*本文*:
いわき市の青少年育成大会が先日、2年ぶりに開かれた。地域の育成市民会議に関係しているので出席した。
前半は、少年の主張県大会への出場候補者2人(中学3年生)が意見を発表した。後半は、医療創生大の鎌田真理子教授が「県内の子どもたちの状況と支援」と題して講演した=写真。
鎌田さんは①東日本大震災から11年を経た大人たちと子どもたち②新型コロナ禍での子ども③ヤングケアラーの現状と支援――について話した。
あとで厚労省のホームページをのぞくと、一般論として「家族にケアを要する人がいる場合に、大人が担うようなケア責任を引き受け、家事や家族の世話、介護、感情面のサポートなどを行っている18歳未満の子ども」をヤングケアラーという、とあった。
ケアの中身は①障がいや病気のある家族に代わり、買い物・料理・掃除・洗濯などの家事をしている②家族に代わり、幼いきょうだいの世話をしている③障がいや病気のあるきょうだいの世話や見守りをしている――だけではない。
④目を離せない家族の見守りや声かけなどの気づかいをしている⑤日本語が第一言語でない家族や障がいのある家族のために通訳している⑥家計を支えるために労働をして、障がいや病気のある家族を助けている――ケーズもある。

*練習問題 A*:
本文に挙がっているヤングケアラーのケアの中身を、番号の順にすべて書き出してください。
*練習問題 B*:
本文の最後の文のあとから、本文を書き継いでください。

*収集したデータ項目*:
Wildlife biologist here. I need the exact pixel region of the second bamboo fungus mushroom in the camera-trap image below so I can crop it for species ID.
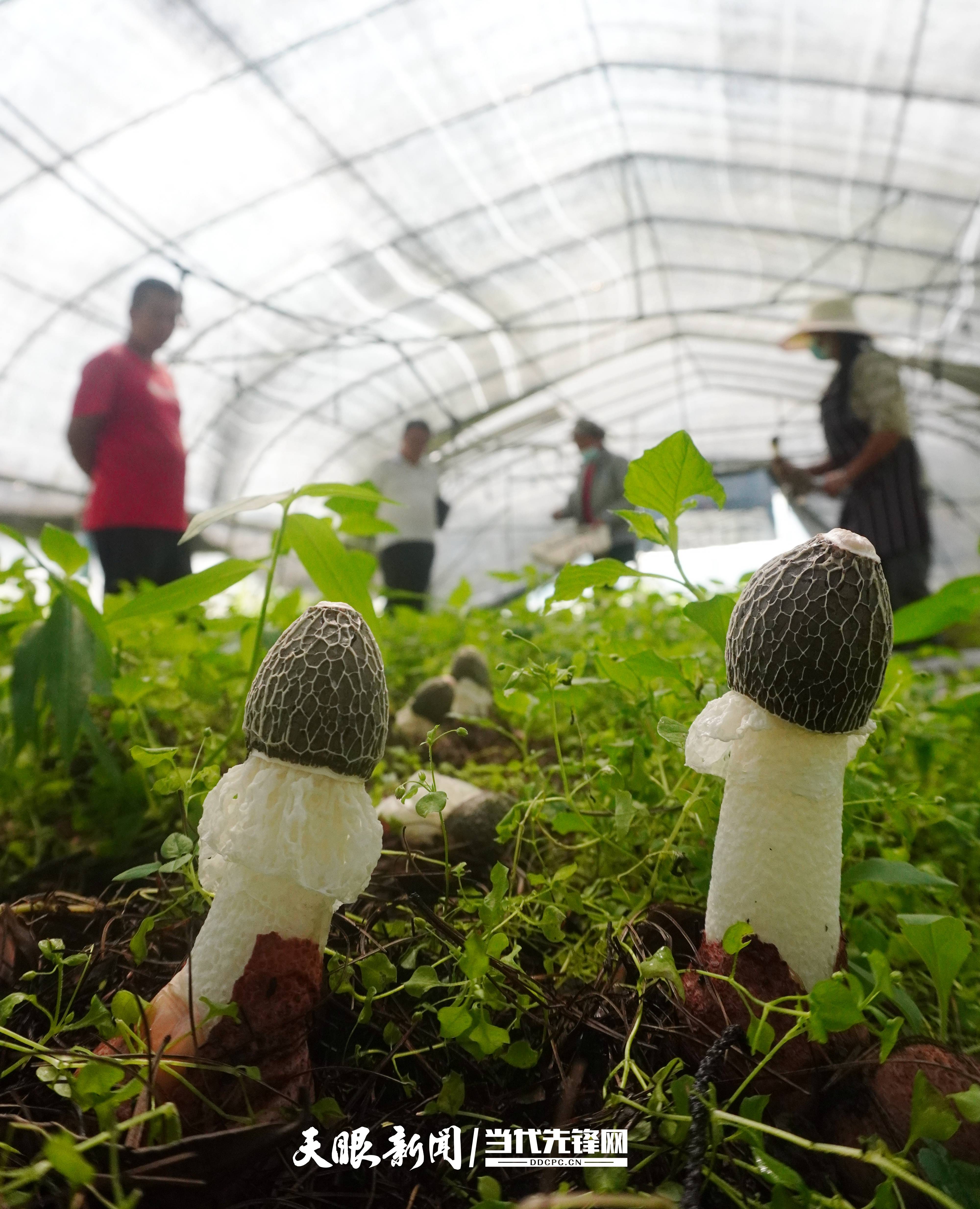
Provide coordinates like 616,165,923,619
685,530,892,990
151,601,388,1045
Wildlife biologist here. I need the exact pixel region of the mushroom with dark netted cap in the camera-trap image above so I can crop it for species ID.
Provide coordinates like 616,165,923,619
686,530,892,990
450,647,493,718
395,676,455,746
151,601,388,1043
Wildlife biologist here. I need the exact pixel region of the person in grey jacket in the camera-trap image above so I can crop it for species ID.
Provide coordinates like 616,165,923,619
551,418,637,562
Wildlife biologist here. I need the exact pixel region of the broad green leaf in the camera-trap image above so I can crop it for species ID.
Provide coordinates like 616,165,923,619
457,932,490,978
112,861,161,881
402,966,440,999
44,592,96,760
615,508,667,545
105,559,261,629
722,920,755,958
625,430,725,524
841,856,956,890
906,1070,959,1148
879,1015,901,1064
284,514,377,629
41,524,88,575
894,575,980,646
358,953,398,991
468,1013,510,1055
684,596,735,650
10,622,51,752
180,491,293,545
656,718,689,751
44,1133,96,1187
807,978,864,1045
129,744,179,768
159,832,195,861
639,944,684,1000
746,1015,776,1054
56,579,112,658
898,915,973,1040
416,790,448,818
613,790,637,839
129,915,156,962
950,1083,980,1125
446,575,472,608
549,559,630,605
480,861,509,930
437,1005,472,1038
0,525,28,550
109,990,150,1029
500,1037,541,1070
435,1070,466,1117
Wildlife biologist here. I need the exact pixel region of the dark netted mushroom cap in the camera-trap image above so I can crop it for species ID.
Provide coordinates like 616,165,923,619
244,601,388,780
410,676,455,724
450,647,490,688
725,531,892,734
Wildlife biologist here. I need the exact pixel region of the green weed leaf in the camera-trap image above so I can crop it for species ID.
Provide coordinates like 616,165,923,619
684,596,735,650
625,430,725,522
950,1083,980,1125
404,966,440,999
416,790,448,818
41,524,88,575
807,978,864,1045
898,915,973,1040
44,1133,96,1187
549,559,630,607
905,1070,959,1150
639,944,684,1000
105,559,261,630
129,915,156,962
722,921,755,958
358,953,398,991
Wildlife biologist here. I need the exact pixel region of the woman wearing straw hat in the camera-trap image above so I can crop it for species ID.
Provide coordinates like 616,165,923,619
773,297,929,608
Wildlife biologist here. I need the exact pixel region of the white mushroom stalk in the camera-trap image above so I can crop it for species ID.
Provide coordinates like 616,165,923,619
152,601,388,1045
685,530,892,990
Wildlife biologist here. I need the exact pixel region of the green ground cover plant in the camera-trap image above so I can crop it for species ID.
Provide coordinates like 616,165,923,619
0,433,980,1209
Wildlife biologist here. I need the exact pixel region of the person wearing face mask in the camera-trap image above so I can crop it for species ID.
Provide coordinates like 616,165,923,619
551,418,637,562
772,297,931,609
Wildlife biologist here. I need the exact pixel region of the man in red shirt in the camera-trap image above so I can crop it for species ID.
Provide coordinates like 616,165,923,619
68,278,191,592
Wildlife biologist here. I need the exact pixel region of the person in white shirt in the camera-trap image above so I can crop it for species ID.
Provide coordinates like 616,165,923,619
371,419,445,612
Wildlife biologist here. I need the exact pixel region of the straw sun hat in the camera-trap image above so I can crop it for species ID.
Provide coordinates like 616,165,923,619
779,294,870,348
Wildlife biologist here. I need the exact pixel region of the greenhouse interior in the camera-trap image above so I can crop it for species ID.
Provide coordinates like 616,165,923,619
0,0,980,1209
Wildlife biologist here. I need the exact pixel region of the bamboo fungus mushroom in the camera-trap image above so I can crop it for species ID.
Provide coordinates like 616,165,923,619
151,601,388,1048
685,530,892,990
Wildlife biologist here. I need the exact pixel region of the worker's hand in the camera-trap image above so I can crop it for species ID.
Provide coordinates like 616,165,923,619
821,470,851,499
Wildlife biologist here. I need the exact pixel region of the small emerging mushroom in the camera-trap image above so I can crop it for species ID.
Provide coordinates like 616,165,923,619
685,530,892,990
144,601,388,1052
395,676,455,747
450,647,493,718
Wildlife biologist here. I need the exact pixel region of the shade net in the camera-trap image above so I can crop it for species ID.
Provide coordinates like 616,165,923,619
0,0,980,602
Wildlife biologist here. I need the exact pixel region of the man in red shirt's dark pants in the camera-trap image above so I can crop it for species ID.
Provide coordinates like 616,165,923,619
68,278,191,592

*解答欄 A*:
①障がいや病気のある家族に代わり、買い物・料理・掃除・洗濯などの家事をしている
②家族に代わり、幼いきょうだいの世話をしている
③障がいや病気のあるきょうだいの世話や見守りをしている
④目を離せない家族の見守りや声かけなどの気づかいをしている
⑤日本語が第一言語でない家族や障がいのある家族のために通訳している
⑥家計を支えるために労働をして、障がいや病気のある家族を助けている

*解答欄 B*:
さらに、⑦アルコール・薬物・ギャンブル問題を抱える家族に対応している⑧がん・難病・精神疾患など慢性的病気の家族の看病をしている⑨障がいや病気のある家族の身の回りの世話をしている⑩障がいや病気のある家族の入浴やトイレの介助をしている――子どももいるという。
これらを頭に入れて、講演を振り返る。鎌田さんはいわきの例を引き合いに、学校や福祉などが連携して支援するうえでの課題や工夫などに触れた。
さらに、ヤングケアラーが生み出されやすい構造として、ひとり親が多い・経済的困窮を抱えている・家族が介護するのは当然とみなす風潮がある・障がいや疾病への差別、偏見が家庭内で介護を自己完結させている、などがあることを紹介した。
私たちも子どものころは買い物や清掃、食事の片付けなどをした。高度経済成長期の前で、親は夜遅くまで仕事をしていた。経済的には楽でなかった。そのため、子どもたちが家事を分担した。
その経験を尺度にするのは間違っているのだろう。三世代家族が普通だった時代から核家族の時代に移り、さらにひとり親が増えただけでなく、非正規雇用が主流になる、といった厳しい社会・経済環境に変わった。
私たち地域社会の人間はどうすればいいのか。鎌田さんは地域の人間は子供の日常を知り、その変化に気づきうる存在として、行政や民生委員などへの連絡と継続的な見守りを、と訴えた。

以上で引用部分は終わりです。